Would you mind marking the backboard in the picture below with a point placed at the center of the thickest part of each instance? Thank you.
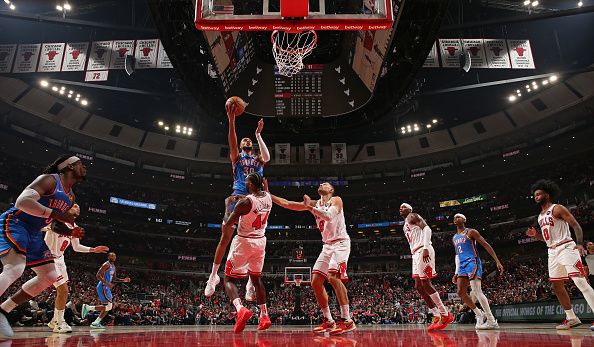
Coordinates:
(265, 15)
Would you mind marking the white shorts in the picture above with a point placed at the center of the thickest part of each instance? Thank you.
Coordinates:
(334, 258)
(246, 255)
(565, 262)
(421, 269)
(61, 270)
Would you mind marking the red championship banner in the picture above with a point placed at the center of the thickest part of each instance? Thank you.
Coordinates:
(497, 56)
(450, 50)
(50, 59)
(163, 61)
(477, 52)
(6, 57)
(75, 56)
(100, 55)
(520, 54)
(118, 53)
(146, 54)
(432, 59)
(26, 58)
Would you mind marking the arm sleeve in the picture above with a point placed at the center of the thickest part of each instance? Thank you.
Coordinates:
(78, 247)
(325, 215)
(263, 149)
(426, 237)
(28, 203)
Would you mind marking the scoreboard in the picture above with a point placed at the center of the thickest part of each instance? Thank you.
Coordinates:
(300, 95)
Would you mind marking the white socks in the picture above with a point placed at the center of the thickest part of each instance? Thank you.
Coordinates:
(327, 314)
(437, 300)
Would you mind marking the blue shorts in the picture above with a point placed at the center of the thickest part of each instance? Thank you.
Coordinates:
(104, 293)
(470, 268)
(16, 235)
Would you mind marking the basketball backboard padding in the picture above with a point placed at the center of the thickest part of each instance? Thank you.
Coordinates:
(294, 8)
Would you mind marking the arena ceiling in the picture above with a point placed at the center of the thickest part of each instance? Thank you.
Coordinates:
(189, 95)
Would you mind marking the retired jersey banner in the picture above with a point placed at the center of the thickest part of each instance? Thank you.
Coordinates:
(497, 56)
(312, 153)
(50, 59)
(75, 57)
(146, 54)
(6, 57)
(450, 50)
(339, 153)
(163, 61)
(282, 153)
(26, 58)
(520, 54)
(100, 55)
(432, 59)
(118, 53)
(476, 49)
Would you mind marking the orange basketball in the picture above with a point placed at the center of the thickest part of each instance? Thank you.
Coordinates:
(236, 103)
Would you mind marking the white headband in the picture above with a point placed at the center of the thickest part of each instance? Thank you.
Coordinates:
(460, 215)
(67, 162)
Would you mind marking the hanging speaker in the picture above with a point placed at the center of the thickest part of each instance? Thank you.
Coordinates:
(129, 64)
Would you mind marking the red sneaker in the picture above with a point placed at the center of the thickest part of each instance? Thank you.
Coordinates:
(265, 323)
(242, 317)
(445, 321)
(434, 324)
(325, 326)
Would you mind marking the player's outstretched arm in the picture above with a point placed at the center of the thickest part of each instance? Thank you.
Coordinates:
(475, 235)
(290, 205)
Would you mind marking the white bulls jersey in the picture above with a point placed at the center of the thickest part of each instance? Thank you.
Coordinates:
(333, 230)
(414, 235)
(254, 223)
(554, 230)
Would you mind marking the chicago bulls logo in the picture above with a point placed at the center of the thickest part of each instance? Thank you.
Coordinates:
(451, 50)
(100, 53)
(51, 54)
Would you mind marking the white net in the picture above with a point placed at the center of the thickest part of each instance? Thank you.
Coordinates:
(289, 50)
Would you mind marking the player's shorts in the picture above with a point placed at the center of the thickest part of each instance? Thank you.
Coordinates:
(104, 293)
(565, 262)
(17, 236)
(334, 258)
(246, 256)
(471, 268)
(61, 270)
(421, 269)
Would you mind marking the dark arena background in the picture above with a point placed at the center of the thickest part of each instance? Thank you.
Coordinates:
(421, 126)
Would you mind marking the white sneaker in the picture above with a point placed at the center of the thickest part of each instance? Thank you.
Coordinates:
(489, 325)
(62, 328)
(250, 291)
(211, 285)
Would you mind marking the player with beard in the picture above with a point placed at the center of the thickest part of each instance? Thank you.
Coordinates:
(49, 197)
(564, 253)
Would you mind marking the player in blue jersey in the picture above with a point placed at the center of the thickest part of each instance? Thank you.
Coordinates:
(49, 197)
(469, 270)
(106, 277)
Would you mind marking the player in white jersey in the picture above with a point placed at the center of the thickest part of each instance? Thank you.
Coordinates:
(58, 244)
(331, 265)
(418, 234)
(564, 254)
(247, 251)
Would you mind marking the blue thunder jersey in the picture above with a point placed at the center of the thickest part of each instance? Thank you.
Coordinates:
(57, 200)
(245, 165)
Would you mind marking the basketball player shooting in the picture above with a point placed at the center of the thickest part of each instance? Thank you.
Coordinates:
(418, 234)
(564, 253)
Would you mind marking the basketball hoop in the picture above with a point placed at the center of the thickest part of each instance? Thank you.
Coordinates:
(290, 48)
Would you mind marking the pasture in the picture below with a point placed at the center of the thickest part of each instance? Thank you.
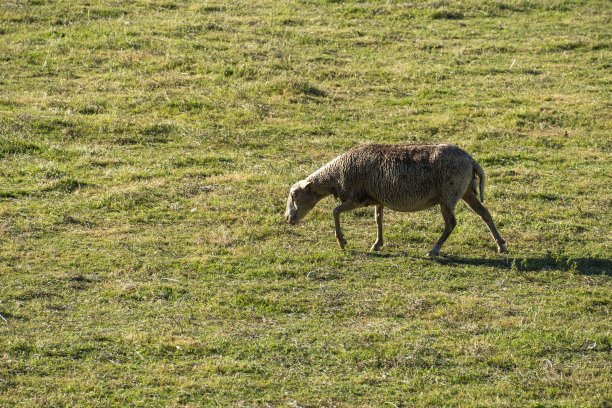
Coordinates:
(146, 153)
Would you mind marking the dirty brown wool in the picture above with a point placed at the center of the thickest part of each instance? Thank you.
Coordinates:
(403, 178)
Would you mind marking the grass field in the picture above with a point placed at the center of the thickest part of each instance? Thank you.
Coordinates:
(146, 152)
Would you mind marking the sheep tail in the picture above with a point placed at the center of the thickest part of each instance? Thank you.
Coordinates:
(478, 171)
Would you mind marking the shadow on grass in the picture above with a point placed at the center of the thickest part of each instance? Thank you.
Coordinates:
(585, 266)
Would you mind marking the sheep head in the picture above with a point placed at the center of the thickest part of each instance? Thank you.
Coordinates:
(302, 199)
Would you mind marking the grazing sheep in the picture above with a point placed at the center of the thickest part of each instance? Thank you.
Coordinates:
(401, 177)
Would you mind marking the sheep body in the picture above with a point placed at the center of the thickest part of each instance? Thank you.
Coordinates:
(403, 178)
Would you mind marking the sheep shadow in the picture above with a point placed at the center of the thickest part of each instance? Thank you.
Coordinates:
(582, 265)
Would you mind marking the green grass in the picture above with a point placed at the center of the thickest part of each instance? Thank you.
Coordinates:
(146, 152)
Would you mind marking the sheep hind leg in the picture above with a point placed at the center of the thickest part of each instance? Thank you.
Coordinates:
(345, 206)
(449, 225)
(471, 200)
(378, 216)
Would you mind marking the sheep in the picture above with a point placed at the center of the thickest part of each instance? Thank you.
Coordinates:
(405, 178)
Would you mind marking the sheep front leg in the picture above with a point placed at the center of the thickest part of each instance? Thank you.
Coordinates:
(378, 216)
(345, 206)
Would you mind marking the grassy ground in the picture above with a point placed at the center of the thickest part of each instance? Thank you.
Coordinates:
(146, 151)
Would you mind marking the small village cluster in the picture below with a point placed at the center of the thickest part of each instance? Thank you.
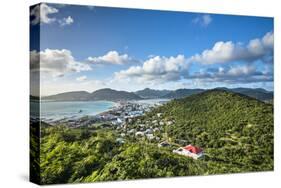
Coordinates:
(153, 130)
(124, 119)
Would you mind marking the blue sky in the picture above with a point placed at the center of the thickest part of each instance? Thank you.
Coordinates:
(88, 48)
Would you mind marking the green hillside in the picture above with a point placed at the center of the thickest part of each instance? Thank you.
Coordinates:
(234, 131)
(232, 128)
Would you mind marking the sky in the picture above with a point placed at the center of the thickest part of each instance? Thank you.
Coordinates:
(88, 48)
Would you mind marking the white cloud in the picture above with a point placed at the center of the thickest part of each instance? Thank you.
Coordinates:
(41, 14)
(223, 52)
(56, 62)
(112, 57)
(157, 69)
(203, 20)
(81, 78)
(66, 21)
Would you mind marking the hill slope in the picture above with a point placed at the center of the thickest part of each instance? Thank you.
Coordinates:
(102, 94)
(152, 93)
(113, 95)
(69, 96)
(180, 93)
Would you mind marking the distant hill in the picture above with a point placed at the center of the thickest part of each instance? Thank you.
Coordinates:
(257, 93)
(70, 96)
(152, 93)
(113, 95)
(180, 93)
(102, 94)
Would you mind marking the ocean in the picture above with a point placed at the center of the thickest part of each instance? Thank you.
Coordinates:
(55, 110)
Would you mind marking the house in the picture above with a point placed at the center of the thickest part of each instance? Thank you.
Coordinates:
(190, 151)
(163, 144)
(139, 133)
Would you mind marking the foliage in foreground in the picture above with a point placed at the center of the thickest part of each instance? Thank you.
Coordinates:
(236, 133)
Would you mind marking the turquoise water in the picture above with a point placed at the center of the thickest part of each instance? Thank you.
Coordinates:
(54, 110)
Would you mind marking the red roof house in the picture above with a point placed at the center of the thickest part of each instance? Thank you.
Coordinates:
(193, 149)
(190, 151)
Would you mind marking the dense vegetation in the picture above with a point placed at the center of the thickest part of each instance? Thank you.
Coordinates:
(102, 94)
(235, 131)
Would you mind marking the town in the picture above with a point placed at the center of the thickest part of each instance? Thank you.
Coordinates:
(125, 119)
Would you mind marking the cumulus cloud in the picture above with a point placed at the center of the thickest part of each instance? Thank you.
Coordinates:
(66, 21)
(81, 78)
(233, 75)
(156, 69)
(56, 62)
(203, 20)
(223, 52)
(112, 57)
(41, 14)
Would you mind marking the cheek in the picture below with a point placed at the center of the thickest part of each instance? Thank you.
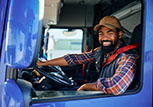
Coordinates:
(114, 39)
(99, 38)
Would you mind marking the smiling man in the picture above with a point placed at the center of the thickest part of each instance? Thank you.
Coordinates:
(115, 62)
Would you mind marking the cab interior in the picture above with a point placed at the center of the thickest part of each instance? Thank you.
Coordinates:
(58, 82)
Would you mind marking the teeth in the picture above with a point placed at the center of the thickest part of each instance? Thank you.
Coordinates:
(106, 43)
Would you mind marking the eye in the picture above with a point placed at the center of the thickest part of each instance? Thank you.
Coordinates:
(100, 33)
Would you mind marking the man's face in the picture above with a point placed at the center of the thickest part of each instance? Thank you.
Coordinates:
(108, 38)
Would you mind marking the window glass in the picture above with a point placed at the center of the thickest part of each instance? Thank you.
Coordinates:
(63, 41)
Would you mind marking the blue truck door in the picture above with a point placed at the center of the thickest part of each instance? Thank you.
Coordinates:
(19, 38)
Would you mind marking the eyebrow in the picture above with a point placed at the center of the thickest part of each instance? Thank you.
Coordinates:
(110, 31)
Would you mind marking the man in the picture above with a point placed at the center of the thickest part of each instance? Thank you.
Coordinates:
(115, 62)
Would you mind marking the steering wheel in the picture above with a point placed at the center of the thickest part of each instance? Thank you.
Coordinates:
(56, 76)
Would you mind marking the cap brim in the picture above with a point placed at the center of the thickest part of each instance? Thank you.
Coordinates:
(96, 28)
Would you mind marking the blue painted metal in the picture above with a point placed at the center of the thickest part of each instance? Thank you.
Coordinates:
(12, 95)
(22, 31)
(18, 33)
(2, 46)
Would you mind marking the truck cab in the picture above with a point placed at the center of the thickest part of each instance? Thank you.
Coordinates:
(47, 29)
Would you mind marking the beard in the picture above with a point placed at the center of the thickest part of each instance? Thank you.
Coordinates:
(110, 48)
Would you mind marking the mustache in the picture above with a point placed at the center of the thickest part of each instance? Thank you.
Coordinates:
(106, 41)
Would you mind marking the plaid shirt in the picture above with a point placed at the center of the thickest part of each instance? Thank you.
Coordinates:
(119, 82)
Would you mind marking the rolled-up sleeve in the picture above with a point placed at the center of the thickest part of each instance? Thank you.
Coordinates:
(121, 79)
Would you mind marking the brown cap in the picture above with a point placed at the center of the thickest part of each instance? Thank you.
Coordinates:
(108, 21)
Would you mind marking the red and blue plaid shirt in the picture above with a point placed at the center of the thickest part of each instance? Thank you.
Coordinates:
(120, 81)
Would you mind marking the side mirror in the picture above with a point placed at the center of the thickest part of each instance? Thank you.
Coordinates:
(23, 32)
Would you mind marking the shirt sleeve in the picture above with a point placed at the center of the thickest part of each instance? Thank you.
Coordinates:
(121, 79)
(75, 59)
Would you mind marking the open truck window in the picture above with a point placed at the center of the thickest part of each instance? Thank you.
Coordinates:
(58, 42)
(54, 83)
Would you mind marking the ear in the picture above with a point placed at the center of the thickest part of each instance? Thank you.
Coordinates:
(120, 34)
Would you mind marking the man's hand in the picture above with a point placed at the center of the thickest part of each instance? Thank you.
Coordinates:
(89, 87)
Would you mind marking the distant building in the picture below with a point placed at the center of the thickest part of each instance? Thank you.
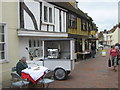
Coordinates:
(113, 35)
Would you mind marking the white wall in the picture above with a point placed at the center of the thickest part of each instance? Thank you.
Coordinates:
(23, 43)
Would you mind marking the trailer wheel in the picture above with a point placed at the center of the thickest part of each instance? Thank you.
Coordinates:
(60, 74)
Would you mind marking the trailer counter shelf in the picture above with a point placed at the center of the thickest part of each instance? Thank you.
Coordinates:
(60, 58)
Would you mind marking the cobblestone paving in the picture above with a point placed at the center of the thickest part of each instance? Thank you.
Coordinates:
(92, 73)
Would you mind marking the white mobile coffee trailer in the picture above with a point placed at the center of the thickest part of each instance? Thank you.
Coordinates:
(59, 55)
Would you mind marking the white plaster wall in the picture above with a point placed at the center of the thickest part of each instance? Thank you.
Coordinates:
(57, 26)
(23, 43)
(44, 27)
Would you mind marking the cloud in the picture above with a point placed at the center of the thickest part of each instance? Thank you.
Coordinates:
(104, 14)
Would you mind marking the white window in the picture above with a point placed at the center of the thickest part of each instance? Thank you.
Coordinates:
(3, 44)
(48, 13)
(36, 48)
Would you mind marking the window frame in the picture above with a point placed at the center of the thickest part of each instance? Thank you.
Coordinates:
(45, 4)
(70, 21)
(5, 43)
(34, 41)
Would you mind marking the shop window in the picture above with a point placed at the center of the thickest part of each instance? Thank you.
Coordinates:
(3, 44)
(48, 14)
(72, 21)
(36, 48)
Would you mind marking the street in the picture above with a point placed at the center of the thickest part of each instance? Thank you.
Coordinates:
(92, 73)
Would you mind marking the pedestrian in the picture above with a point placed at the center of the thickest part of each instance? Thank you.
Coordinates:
(93, 50)
(113, 55)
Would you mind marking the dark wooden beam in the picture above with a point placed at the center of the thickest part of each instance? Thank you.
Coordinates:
(31, 15)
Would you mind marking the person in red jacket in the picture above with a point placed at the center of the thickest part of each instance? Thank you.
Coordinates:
(114, 54)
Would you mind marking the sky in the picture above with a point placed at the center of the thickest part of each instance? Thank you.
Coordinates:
(103, 12)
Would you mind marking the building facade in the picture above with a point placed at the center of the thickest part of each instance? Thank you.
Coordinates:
(25, 25)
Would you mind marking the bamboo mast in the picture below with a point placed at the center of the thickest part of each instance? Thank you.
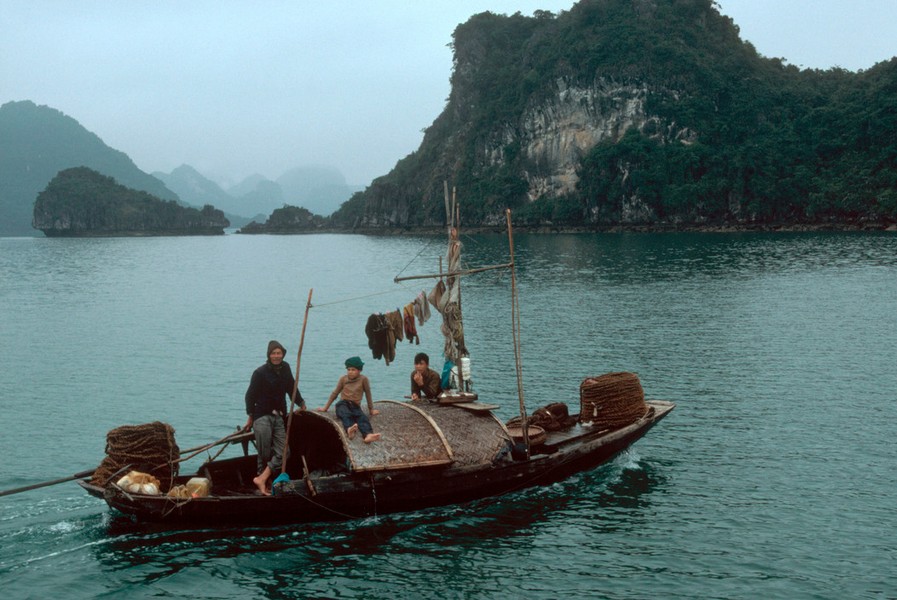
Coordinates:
(286, 442)
(515, 328)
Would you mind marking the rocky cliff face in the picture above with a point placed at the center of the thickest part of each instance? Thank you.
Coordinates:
(555, 134)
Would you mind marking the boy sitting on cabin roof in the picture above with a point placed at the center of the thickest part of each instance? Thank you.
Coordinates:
(425, 382)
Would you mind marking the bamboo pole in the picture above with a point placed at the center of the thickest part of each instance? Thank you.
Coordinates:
(286, 446)
(515, 328)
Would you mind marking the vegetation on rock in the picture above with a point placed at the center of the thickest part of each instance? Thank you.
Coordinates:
(683, 124)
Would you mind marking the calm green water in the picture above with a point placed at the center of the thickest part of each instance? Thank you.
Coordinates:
(774, 477)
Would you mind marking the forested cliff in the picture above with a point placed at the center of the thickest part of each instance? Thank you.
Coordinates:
(655, 112)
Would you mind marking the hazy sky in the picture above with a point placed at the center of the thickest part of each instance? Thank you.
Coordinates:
(236, 88)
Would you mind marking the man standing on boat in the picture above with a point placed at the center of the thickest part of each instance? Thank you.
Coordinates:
(271, 384)
(424, 381)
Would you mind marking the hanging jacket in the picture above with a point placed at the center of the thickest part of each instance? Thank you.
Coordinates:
(377, 331)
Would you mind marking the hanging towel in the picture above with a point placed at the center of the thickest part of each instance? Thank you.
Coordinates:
(408, 319)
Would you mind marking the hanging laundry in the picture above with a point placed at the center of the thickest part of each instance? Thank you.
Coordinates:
(422, 308)
(395, 333)
(408, 319)
(377, 330)
(435, 296)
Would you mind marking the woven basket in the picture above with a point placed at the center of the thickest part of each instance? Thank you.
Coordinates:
(612, 400)
(536, 434)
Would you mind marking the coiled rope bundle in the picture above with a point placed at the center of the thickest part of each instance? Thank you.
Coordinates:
(612, 400)
(148, 448)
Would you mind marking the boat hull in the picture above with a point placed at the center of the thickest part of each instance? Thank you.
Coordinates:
(357, 495)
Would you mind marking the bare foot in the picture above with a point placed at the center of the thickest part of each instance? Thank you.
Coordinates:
(261, 484)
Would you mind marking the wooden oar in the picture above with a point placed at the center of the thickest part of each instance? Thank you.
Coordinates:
(234, 437)
(46, 483)
(283, 467)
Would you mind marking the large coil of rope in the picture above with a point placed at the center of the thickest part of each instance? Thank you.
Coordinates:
(148, 448)
(612, 400)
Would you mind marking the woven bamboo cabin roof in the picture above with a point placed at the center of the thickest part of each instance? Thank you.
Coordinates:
(413, 434)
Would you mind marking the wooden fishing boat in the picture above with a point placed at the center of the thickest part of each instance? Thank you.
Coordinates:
(430, 455)
(447, 450)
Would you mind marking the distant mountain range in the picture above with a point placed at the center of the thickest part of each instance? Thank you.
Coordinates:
(319, 189)
(37, 142)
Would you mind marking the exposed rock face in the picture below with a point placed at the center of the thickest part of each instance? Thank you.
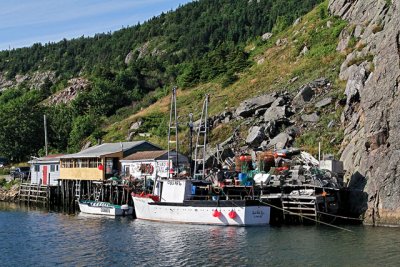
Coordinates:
(256, 136)
(371, 148)
(75, 86)
(249, 106)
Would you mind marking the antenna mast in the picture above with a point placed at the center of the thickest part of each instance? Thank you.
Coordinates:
(173, 129)
(200, 150)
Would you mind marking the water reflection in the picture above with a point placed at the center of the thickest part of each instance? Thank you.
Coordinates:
(36, 237)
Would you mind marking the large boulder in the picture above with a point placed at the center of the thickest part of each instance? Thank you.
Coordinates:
(372, 140)
(313, 117)
(280, 141)
(248, 107)
(275, 113)
(256, 136)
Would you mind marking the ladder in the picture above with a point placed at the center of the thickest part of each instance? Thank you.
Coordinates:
(78, 189)
(201, 142)
(173, 129)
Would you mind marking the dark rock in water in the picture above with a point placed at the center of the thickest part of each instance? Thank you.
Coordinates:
(256, 136)
(248, 107)
(310, 118)
(372, 140)
(324, 102)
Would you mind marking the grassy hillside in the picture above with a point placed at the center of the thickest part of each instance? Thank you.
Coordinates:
(280, 63)
(207, 46)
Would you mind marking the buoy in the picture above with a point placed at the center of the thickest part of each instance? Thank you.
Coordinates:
(216, 213)
(232, 214)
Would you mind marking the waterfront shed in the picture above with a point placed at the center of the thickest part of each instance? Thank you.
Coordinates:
(100, 162)
(152, 164)
(45, 170)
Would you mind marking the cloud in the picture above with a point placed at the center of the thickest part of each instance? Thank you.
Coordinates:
(39, 12)
(24, 22)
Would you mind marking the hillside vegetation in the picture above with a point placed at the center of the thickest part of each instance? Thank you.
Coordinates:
(274, 64)
(203, 47)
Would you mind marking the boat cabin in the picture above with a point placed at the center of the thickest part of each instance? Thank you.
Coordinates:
(45, 170)
(100, 162)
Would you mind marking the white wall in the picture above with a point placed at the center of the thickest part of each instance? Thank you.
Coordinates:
(52, 177)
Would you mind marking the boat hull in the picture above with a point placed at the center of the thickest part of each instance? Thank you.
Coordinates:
(202, 213)
(110, 210)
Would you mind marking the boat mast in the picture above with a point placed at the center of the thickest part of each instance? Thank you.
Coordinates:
(173, 129)
(200, 150)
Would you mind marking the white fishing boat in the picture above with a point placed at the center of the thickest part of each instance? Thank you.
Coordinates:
(104, 208)
(173, 201)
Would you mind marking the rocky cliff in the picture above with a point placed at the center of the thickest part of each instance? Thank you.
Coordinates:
(371, 147)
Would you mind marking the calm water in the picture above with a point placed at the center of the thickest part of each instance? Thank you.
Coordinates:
(40, 238)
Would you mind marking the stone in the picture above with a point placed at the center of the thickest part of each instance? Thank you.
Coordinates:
(313, 117)
(275, 113)
(270, 129)
(324, 102)
(344, 39)
(136, 125)
(280, 141)
(331, 124)
(255, 136)
(75, 86)
(355, 84)
(294, 79)
(248, 107)
(297, 21)
(372, 138)
(358, 31)
(266, 36)
(304, 51)
(305, 95)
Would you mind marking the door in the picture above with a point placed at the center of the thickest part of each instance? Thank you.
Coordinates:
(44, 179)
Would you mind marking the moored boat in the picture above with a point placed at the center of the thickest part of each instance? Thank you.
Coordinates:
(104, 208)
(173, 201)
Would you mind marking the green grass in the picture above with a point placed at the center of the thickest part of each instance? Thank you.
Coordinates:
(280, 65)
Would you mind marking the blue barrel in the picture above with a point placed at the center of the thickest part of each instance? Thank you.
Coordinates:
(242, 177)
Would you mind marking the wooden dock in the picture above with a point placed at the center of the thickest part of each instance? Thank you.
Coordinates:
(34, 193)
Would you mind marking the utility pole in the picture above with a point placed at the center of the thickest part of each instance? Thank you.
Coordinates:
(45, 133)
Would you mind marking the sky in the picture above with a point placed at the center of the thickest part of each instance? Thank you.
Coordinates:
(25, 22)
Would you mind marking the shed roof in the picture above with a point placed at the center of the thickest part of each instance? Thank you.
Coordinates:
(146, 155)
(155, 155)
(104, 149)
(49, 158)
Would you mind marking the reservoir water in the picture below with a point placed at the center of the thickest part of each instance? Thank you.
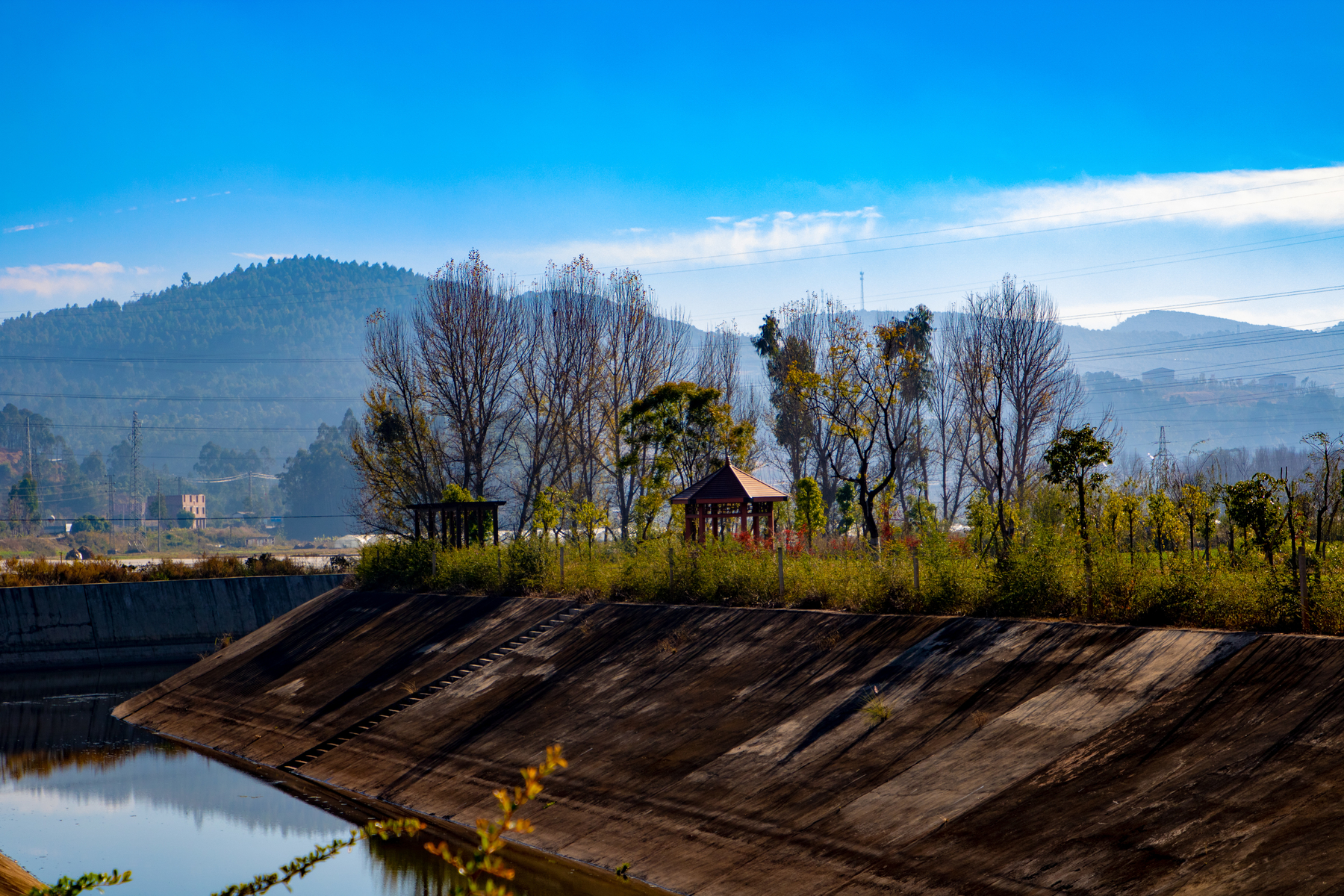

Work required
Display, copied in full, each row above that contains the word "fishing".

Task answer
Would you mind marking the wooden fishing boat in the picture above with a point placed at the center of the thickest part of each instance? Thank you.
Would you mind marking the white fishing boat in the picture above with a point placed at the center of the thickest part of each instance? Thank you.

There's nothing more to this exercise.